What this task involves – Wherever the string "image" shows up in the material below, copy that line.

****

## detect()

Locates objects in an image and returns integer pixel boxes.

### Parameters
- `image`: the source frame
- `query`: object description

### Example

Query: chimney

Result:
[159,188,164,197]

****

Response –
Locates objects in an image and returns integer pixel boxes.
- `image`: the source frame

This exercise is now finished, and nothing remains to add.